- _Consignes_:
1. Recopiez fidèlement le passage du texte sur les élections ivoiriennes, en commençant aux mots « Lorsque les élections » et en vous arrêtant après « pouvoir, il faut y aller, fermez les yeux. ».
2. Répondez brièvement à ces questions sur le texte sur les élections ivoiriennes.
(a) Quelle mesure Laurent Gbagbo a-t-il décrétée pour sécuriser les élections ?
(b) Où la CEI a-t-elle proclamé les résultats ?
(c) Combien de PV le recours de Gbagbo présentait-il comme problématiques ?

- _Extrait présenté_:

-------

Je me suis toujours interrogé sur notre regard de démocrate sur la situation ivoirienne. Et aujourd’hui, quand j’observe ce qui se passe…J’ai de la peine à voir le sens que nous donnons au mot démocratie. Si des arguments existent pour relativiser l’attitude démocrate de Gbagbo, je suis étonnée sur les yeux fermés sur le cas Ouattara…et sur le calvaire ivoirien actuel.
Lorsque les élections ont été organisées, les rebelles n’étaient pas désarmés alors que les accords de Ouagadougou le prévoyaient, on nous a dit, c’est pas important, les gens en parlent juste parce qu’ils veulent garder le pouvoir, il faut y aller, fermez les yeux.
Lorsque le premier tour s’est tenu, des violences ont commencé à être signalées ainsi que la circulation d’armes, Laurent Gbagbo s’est cru prudent de devoir décréter un couvre-feu afin de sécuriser les élections…On a dit : « encore des problèmes…il n’y a rien de grave… il faut y aller, fermez les yeux. »
Lorsque les premières images des violences du second tour ont commencé à circuler sur internet et dans les médias ivoiriens qui n’étaient encore ni pro-gbagbo, ni pro-ouattara…on a aussi dit là dessus : « c’est pas trop grave fermez les yeux ! »
Lorsqu’à l’issue des élections, la CEI a proclamé les résultats en dehors du temps légal et au QG d’Alassane Ouattara, on a encore dit là aussi , « c’est pas grave, laissez tomber…fermez les yeux ! »
Lorsque Gbagbo a fait un recours sur le motif que près de 2200 PV étaient problématiques…500PV avaient 0 voix pour Gbagbo quand ils étaient tous supposés en avoir au pire, au moins 02 et plusieurs autres avaient plus de votants que d’inscrits…là, aussi, on a dit, de toutes les façons, ADO a gagné, Choi a certifié…pour le reste, fermez les yeux !

-------

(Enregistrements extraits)
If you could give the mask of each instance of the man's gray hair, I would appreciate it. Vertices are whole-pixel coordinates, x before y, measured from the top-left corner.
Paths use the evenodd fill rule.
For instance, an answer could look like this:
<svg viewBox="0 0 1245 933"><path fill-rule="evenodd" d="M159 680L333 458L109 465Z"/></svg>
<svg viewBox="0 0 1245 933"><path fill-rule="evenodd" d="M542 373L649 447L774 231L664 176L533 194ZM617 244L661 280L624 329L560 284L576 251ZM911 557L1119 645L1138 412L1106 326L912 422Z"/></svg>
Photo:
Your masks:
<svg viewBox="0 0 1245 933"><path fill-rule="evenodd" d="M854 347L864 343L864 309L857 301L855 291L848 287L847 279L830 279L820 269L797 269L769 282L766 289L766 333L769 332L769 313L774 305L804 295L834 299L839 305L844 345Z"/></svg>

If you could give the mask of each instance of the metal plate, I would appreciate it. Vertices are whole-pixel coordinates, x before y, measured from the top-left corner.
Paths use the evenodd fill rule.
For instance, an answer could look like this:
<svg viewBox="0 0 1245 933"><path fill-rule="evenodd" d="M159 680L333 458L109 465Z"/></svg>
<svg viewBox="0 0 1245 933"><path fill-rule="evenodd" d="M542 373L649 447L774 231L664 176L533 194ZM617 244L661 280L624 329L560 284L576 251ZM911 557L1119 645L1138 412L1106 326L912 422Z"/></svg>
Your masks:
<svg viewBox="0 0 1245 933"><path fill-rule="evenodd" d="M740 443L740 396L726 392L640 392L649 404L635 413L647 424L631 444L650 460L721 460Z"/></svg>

-------

- _Corrigé des exercices_:
1.
Lorsque les élections ont été organisées, les rebelles n’étaient pas désarmés alors que les accords de Ouagadougou le prévoyaient, on nous a dit, c’est pas important, les gens en parlent juste parce qu’ils veulent garder le pouvoir, il faut y aller, fermez les yeux.

2.
(a) Un couvre-feu.
(b) Au QG d'Alassane Ouattara.
(c) Près de 2200.